Entries taken from a collection:
+ + + +

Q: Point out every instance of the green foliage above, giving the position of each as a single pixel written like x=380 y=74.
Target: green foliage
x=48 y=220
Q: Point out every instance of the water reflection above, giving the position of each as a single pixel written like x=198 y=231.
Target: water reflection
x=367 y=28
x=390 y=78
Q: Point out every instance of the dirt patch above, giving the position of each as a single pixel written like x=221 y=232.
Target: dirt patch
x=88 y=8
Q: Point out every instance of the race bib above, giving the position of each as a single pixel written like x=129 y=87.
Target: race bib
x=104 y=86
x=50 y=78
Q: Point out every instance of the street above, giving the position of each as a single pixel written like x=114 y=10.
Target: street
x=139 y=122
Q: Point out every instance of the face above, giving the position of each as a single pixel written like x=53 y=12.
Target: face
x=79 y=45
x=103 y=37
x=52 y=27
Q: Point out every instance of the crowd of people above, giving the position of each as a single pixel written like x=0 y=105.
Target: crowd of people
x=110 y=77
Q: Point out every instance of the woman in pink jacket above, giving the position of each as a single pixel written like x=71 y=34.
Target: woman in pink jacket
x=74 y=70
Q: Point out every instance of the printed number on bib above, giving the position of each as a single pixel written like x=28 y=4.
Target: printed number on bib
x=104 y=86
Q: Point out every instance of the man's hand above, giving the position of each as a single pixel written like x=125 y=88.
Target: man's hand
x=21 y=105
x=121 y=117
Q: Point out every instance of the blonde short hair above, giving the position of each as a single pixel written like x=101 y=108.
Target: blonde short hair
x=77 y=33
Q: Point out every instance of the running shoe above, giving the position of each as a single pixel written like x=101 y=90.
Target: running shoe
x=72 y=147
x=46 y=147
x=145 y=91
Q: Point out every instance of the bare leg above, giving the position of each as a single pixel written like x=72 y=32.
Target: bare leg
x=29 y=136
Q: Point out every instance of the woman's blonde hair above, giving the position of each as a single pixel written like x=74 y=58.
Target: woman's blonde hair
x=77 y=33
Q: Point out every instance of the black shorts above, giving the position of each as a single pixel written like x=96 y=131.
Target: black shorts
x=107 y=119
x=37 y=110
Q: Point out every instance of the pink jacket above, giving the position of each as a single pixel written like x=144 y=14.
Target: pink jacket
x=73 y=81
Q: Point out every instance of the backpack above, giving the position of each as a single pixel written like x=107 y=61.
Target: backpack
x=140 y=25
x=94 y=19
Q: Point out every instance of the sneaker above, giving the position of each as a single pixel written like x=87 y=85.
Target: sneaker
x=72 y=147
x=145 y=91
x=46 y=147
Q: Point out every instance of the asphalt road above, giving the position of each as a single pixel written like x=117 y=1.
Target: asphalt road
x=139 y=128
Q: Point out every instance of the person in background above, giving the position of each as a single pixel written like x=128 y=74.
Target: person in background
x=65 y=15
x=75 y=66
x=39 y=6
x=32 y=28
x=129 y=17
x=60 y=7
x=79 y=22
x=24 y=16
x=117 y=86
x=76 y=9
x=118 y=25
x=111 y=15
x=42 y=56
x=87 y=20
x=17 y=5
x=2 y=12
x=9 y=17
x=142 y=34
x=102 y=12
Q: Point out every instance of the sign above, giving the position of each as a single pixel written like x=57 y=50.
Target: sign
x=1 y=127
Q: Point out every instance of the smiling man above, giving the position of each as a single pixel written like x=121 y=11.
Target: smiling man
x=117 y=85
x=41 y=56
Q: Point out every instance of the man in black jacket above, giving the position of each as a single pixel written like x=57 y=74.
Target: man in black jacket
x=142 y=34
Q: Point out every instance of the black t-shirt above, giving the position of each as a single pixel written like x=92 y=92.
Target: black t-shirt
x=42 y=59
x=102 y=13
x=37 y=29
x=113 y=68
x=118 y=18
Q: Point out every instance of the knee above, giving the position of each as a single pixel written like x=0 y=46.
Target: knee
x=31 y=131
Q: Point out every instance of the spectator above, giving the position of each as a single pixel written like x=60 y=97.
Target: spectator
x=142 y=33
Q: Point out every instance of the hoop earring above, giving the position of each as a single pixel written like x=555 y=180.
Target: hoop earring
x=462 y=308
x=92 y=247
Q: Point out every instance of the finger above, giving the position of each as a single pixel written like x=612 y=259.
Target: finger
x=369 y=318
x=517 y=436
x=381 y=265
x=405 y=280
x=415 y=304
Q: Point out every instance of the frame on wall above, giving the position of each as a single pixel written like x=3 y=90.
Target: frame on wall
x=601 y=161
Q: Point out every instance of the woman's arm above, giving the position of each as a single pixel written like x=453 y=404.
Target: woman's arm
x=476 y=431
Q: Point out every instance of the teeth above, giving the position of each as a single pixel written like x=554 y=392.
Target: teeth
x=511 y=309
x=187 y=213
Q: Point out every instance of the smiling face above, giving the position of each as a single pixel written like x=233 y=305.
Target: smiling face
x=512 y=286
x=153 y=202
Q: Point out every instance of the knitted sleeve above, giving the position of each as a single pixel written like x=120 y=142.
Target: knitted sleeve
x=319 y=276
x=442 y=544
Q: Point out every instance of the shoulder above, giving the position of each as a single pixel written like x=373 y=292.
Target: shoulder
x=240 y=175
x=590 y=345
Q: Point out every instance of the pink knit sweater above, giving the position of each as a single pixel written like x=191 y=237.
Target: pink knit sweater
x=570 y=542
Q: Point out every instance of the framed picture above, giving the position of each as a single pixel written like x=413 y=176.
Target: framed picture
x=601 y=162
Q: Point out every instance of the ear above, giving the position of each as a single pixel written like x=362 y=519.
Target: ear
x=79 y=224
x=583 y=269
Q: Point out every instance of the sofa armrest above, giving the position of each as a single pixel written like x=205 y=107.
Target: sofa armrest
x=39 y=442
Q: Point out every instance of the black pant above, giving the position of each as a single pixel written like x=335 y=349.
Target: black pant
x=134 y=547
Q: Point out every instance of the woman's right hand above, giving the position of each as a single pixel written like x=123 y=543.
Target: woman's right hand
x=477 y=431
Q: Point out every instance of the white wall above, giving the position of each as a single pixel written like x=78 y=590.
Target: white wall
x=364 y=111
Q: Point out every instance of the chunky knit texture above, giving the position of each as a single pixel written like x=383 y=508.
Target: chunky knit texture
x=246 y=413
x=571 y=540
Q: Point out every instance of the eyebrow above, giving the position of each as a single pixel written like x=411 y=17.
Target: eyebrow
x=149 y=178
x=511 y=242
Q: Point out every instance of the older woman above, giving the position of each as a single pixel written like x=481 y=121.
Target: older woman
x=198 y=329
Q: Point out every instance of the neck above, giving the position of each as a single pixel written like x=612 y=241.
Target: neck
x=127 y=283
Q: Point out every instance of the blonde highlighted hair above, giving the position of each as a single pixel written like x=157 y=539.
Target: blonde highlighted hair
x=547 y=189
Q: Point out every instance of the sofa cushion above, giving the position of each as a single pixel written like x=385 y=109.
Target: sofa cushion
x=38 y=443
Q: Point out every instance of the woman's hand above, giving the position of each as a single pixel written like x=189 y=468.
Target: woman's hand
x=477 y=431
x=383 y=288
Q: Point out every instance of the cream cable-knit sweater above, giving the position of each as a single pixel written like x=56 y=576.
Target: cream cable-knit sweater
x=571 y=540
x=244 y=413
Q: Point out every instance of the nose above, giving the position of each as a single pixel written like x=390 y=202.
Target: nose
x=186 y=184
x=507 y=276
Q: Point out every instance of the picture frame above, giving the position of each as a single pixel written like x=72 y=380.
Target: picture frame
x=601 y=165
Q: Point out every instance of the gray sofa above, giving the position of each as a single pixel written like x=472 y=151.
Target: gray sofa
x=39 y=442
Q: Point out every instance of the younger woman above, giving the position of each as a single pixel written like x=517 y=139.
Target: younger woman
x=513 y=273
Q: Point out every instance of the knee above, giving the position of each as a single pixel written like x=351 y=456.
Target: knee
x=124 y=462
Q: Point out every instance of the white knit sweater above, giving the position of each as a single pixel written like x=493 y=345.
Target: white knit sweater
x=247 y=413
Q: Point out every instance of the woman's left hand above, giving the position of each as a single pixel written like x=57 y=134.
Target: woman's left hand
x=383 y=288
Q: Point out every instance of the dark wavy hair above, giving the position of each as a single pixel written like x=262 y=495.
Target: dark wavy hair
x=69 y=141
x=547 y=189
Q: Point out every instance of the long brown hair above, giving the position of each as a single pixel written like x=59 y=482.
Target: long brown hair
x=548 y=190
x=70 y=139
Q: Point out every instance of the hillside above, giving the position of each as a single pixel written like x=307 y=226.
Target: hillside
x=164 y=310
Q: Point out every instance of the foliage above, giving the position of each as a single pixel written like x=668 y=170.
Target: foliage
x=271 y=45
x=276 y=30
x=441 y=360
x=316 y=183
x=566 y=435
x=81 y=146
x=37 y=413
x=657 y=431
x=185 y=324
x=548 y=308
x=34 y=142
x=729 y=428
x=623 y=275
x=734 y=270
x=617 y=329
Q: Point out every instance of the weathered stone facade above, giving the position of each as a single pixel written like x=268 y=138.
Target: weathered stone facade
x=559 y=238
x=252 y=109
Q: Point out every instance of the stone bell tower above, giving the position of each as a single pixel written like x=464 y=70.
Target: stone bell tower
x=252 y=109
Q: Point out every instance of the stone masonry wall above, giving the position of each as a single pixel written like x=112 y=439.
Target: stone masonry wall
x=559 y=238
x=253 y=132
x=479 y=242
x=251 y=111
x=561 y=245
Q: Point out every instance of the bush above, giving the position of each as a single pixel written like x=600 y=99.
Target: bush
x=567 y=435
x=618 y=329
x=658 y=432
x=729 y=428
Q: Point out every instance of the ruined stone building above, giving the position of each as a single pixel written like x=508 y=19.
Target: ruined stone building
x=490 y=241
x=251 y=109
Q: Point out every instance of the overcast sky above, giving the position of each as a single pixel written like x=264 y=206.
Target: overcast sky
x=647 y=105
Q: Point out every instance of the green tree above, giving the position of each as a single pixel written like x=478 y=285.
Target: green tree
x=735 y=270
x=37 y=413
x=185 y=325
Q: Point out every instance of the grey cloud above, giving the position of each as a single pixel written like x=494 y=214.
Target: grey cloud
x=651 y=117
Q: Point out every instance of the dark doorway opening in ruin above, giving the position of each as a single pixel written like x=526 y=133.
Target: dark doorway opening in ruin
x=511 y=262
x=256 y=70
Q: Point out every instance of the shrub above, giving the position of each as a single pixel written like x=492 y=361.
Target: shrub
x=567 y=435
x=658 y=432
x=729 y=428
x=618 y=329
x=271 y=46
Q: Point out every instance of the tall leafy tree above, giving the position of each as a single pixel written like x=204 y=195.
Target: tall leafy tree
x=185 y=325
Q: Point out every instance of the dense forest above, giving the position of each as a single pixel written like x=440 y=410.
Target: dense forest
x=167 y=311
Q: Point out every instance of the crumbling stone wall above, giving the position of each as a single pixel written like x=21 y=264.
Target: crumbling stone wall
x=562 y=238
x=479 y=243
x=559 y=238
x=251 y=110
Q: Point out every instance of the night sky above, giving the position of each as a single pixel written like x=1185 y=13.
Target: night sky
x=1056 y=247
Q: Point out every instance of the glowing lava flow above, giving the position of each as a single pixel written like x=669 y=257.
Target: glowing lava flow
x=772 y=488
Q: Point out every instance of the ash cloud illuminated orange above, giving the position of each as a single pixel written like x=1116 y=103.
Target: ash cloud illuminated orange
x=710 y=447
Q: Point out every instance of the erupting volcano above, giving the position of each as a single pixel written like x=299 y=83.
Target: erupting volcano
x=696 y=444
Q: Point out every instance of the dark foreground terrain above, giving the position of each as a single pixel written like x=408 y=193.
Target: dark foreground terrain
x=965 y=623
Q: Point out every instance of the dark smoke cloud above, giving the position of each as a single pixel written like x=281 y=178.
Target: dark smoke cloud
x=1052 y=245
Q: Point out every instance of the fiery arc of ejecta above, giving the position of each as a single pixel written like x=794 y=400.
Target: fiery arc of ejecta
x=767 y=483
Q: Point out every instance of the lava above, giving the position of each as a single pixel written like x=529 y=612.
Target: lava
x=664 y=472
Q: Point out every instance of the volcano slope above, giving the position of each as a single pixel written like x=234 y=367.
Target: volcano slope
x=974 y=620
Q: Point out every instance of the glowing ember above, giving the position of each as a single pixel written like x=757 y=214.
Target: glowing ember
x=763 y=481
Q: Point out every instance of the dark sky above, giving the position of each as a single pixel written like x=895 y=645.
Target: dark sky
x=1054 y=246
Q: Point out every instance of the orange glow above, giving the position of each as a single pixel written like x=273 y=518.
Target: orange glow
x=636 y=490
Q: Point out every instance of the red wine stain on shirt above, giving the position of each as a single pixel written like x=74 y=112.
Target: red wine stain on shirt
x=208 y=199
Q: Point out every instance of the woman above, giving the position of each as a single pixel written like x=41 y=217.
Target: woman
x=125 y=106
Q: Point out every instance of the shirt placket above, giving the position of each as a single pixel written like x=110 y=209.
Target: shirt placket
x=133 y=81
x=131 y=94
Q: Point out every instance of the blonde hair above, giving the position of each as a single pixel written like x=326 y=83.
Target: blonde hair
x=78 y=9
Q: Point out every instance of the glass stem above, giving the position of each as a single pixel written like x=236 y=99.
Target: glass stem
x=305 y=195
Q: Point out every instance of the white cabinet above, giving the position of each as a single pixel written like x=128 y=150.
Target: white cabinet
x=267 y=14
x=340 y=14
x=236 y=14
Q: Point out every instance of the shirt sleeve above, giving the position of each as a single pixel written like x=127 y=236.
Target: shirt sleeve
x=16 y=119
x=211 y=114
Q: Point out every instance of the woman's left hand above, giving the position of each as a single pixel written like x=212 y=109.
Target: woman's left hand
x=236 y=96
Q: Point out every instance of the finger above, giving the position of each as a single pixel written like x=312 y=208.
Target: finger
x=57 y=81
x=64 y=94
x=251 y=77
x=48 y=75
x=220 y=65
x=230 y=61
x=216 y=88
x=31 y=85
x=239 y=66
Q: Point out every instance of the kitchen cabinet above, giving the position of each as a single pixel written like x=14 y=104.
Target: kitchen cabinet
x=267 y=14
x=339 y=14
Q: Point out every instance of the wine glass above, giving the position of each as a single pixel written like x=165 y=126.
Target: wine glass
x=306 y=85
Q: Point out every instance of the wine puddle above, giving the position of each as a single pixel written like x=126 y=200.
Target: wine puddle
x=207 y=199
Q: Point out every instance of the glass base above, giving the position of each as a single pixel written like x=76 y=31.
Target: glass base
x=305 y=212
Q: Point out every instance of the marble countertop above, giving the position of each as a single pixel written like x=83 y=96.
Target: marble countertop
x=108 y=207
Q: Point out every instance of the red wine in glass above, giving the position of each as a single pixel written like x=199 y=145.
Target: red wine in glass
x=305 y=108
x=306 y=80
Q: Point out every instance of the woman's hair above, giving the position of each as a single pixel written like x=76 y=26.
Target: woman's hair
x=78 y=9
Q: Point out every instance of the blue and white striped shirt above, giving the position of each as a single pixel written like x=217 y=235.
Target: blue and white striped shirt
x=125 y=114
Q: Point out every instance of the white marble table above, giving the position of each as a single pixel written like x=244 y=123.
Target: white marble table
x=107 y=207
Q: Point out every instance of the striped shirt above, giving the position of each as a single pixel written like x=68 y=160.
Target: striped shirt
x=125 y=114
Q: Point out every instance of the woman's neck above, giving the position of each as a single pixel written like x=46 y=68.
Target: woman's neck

+ + + +

ABOUT THIS TASK
Starting with the line with "Target: wine puddle" above and going on through the line with "Q: Point out every instance of the woman's hair", transcribe every line exactly, both ends included, and add nothing.

SOLVED EXERCISE
Target: wine puddle
x=207 y=199
Q: Point out every instance of the glass base above, giving the position of each as a single pixel written like x=76 y=31.
Target: glass base
x=305 y=212
Q: Point out every instance of the marble countertop above, giving the position of each as a single pixel written like x=83 y=96.
Target: marble countertop
x=108 y=207
Q: Point out every instance of the red wine in glass above, giving the position of each as a single pixel written like x=199 y=145.
Target: red wine in glass
x=305 y=108
x=306 y=80
Q: Point out every instance of the woman's hair above, giving the position of each as a single pixel written like x=76 y=26.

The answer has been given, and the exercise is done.